• _Exercise details_
Print the line that contains "For the mapping pass, tag each instance of the drainpipe" and every line after it through the last line of the records below, exactly as written and nothing else.

• _Data for this exercise_

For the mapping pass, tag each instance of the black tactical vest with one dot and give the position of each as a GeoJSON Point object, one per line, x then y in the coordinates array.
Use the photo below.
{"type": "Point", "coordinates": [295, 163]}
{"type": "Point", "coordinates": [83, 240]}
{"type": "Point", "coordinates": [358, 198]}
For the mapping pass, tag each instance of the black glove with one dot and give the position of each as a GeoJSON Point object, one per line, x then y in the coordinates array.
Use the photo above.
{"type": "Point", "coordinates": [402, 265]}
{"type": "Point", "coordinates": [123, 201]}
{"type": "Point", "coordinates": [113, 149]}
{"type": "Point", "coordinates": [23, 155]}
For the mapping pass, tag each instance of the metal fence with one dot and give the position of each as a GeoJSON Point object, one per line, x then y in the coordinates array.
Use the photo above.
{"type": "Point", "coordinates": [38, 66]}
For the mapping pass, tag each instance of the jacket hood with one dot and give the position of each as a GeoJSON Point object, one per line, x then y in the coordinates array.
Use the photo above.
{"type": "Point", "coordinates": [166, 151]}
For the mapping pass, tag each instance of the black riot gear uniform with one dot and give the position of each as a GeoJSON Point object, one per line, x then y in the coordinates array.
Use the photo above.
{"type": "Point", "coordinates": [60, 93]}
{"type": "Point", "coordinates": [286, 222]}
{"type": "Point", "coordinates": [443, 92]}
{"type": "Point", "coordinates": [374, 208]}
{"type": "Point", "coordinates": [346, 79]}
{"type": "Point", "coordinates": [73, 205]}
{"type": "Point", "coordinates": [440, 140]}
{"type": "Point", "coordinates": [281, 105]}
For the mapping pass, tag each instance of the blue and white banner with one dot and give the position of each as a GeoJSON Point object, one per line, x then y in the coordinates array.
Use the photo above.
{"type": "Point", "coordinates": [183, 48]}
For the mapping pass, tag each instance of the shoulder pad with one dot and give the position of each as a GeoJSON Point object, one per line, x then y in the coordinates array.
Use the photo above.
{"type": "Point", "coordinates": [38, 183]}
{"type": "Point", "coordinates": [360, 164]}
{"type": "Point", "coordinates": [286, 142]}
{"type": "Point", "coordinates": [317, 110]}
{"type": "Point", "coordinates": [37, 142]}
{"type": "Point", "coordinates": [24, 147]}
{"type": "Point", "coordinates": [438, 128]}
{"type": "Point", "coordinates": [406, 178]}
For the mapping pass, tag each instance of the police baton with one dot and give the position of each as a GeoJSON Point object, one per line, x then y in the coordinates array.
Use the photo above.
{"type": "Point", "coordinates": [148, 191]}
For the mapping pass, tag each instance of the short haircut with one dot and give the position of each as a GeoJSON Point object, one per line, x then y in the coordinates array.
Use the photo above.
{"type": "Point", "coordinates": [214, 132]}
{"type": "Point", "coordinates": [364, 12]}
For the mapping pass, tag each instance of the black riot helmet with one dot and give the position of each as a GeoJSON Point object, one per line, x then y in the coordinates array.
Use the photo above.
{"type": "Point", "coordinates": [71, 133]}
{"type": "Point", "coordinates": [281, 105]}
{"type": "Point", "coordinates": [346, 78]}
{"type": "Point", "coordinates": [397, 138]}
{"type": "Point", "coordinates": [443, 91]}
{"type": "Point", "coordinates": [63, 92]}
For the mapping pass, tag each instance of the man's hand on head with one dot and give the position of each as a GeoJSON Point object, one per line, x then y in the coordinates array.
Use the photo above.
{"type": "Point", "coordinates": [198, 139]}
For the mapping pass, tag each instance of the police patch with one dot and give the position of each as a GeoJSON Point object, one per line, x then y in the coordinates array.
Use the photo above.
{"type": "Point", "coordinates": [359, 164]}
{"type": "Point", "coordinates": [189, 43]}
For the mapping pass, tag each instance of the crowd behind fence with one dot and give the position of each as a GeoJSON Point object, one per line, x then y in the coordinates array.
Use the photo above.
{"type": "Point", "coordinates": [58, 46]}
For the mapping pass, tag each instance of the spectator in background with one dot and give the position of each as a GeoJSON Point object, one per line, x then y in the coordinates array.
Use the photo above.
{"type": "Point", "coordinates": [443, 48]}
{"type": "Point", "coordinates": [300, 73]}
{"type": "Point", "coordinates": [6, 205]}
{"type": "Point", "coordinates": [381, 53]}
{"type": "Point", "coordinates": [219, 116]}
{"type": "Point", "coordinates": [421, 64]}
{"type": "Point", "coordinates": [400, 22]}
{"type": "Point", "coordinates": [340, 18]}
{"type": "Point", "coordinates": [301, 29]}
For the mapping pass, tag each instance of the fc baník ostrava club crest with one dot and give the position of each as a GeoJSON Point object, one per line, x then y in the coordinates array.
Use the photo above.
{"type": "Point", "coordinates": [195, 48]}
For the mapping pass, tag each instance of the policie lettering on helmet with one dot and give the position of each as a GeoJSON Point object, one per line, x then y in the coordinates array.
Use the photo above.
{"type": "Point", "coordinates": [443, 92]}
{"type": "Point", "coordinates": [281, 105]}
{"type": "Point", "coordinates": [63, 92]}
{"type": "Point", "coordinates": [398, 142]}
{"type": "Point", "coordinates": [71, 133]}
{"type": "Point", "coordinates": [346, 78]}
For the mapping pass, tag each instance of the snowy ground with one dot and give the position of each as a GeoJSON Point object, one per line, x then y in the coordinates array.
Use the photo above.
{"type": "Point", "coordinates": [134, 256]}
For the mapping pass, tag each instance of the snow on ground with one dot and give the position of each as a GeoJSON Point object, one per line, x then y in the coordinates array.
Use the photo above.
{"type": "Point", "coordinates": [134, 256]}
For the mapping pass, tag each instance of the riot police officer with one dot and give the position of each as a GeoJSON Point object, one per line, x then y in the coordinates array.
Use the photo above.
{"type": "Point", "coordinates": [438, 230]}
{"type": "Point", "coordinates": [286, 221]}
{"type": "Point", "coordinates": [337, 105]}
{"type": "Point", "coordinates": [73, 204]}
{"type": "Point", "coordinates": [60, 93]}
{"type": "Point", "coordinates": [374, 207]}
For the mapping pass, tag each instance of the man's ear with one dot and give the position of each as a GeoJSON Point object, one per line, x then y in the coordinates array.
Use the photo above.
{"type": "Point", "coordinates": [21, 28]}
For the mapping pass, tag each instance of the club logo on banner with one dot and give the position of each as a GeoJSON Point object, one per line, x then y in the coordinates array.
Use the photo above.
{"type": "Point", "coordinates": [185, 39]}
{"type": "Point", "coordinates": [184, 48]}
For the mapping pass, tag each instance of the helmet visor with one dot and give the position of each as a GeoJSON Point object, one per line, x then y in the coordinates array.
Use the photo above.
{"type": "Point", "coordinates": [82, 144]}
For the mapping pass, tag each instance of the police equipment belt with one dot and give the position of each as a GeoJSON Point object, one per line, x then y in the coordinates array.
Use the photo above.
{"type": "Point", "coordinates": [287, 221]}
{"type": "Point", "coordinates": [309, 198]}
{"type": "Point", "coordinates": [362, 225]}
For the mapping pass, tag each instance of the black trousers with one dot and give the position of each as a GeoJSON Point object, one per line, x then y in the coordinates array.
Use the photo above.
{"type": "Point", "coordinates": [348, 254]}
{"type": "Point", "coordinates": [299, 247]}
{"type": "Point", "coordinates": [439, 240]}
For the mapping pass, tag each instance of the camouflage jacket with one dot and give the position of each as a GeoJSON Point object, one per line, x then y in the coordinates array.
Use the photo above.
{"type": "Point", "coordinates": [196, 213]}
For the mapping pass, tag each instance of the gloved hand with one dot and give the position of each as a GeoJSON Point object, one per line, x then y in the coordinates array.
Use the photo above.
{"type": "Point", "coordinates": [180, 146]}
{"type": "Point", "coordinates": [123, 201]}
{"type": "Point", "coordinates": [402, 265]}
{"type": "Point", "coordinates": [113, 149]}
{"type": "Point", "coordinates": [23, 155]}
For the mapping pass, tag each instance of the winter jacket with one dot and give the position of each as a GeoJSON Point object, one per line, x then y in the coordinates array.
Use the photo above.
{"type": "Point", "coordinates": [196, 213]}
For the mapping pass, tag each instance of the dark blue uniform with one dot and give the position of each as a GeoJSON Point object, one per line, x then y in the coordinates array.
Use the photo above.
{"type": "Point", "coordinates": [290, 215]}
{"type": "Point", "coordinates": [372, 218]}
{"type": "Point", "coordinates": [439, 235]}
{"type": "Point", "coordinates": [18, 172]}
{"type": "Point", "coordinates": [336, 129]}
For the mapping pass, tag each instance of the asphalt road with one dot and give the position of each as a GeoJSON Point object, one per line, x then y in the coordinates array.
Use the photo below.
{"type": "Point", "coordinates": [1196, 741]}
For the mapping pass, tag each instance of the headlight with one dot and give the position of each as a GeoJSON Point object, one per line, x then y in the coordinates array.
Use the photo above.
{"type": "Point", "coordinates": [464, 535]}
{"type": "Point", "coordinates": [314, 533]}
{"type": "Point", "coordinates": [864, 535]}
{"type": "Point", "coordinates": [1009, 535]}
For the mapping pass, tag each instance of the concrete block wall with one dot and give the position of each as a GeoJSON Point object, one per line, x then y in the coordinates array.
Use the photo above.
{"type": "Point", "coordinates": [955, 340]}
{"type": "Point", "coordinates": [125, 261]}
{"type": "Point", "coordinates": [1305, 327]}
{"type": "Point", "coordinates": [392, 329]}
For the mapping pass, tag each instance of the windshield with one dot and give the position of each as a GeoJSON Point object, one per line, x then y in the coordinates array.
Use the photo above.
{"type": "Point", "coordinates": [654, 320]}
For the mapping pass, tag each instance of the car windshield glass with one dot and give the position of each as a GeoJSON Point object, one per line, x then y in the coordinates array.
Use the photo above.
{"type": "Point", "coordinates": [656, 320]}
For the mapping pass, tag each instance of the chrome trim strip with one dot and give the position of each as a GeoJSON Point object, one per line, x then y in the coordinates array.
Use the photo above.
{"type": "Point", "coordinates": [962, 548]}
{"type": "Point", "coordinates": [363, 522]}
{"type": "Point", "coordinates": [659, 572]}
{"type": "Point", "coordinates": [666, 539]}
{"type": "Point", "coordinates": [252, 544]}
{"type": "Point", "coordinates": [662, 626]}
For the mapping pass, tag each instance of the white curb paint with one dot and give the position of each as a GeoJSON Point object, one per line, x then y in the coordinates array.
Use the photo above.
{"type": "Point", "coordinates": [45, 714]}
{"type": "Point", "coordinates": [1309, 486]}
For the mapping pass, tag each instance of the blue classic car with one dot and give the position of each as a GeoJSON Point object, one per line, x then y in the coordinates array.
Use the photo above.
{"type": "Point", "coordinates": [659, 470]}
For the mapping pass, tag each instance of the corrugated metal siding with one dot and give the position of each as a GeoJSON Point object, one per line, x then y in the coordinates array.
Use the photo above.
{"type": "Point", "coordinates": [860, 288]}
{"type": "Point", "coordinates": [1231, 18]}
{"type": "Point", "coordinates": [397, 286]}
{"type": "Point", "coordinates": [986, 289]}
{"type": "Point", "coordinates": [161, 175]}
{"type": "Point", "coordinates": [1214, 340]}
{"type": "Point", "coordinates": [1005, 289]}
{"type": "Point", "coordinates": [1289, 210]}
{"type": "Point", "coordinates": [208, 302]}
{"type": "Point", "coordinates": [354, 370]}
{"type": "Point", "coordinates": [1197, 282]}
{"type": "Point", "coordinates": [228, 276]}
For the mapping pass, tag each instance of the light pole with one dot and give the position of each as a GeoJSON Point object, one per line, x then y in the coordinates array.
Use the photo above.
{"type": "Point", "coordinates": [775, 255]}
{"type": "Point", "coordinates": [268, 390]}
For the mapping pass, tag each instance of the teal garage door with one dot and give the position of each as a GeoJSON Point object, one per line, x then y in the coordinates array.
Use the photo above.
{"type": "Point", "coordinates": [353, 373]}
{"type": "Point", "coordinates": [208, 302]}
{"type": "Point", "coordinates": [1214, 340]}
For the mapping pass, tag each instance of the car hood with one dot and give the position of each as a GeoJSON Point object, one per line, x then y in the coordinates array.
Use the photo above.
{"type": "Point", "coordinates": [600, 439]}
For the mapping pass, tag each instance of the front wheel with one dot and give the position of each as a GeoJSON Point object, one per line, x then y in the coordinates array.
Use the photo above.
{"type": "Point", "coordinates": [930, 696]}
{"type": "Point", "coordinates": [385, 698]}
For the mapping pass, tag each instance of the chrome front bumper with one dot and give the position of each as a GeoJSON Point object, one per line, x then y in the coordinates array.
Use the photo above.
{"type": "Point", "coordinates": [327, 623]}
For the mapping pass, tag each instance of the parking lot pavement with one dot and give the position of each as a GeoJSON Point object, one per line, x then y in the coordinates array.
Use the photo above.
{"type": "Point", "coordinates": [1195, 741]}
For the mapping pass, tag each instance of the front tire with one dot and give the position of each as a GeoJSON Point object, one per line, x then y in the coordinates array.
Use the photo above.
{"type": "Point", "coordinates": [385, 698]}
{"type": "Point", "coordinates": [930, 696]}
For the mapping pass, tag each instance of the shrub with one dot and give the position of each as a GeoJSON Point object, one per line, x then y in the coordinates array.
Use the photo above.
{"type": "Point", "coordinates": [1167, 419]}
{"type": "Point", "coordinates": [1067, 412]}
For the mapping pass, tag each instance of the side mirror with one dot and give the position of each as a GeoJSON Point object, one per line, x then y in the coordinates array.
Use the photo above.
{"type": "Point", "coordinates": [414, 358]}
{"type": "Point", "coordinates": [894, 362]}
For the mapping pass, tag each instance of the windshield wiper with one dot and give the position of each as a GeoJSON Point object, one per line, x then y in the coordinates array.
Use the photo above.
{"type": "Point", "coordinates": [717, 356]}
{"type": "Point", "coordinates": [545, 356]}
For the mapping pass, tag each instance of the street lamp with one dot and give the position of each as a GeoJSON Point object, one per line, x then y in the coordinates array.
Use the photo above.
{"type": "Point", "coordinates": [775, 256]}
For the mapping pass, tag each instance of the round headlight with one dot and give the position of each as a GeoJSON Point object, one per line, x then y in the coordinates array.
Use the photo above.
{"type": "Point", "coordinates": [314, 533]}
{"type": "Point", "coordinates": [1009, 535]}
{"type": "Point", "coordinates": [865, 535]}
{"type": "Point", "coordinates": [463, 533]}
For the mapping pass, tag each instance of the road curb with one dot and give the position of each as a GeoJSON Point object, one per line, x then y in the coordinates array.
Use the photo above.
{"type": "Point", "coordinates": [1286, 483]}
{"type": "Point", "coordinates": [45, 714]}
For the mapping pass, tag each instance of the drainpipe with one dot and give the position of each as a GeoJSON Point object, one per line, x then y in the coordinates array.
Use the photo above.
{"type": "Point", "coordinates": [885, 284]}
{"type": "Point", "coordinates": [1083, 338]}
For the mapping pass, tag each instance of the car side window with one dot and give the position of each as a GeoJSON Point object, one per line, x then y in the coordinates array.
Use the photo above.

• _Result_
For the mapping pass, tag each instance of the drainpipe with one dot and give the position of each as a GeoJSON Point object, one per line, x then y in the coordinates array.
Use the photo above.
{"type": "Point", "coordinates": [885, 284]}
{"type": "Point", "coordinates": [1083, 338]}
For the mapping pass, tag each instance of the car side window with one dot and give the position of each as a GeoJSON Point object, one per line, x then y in the coordinates array.
Use the photo above.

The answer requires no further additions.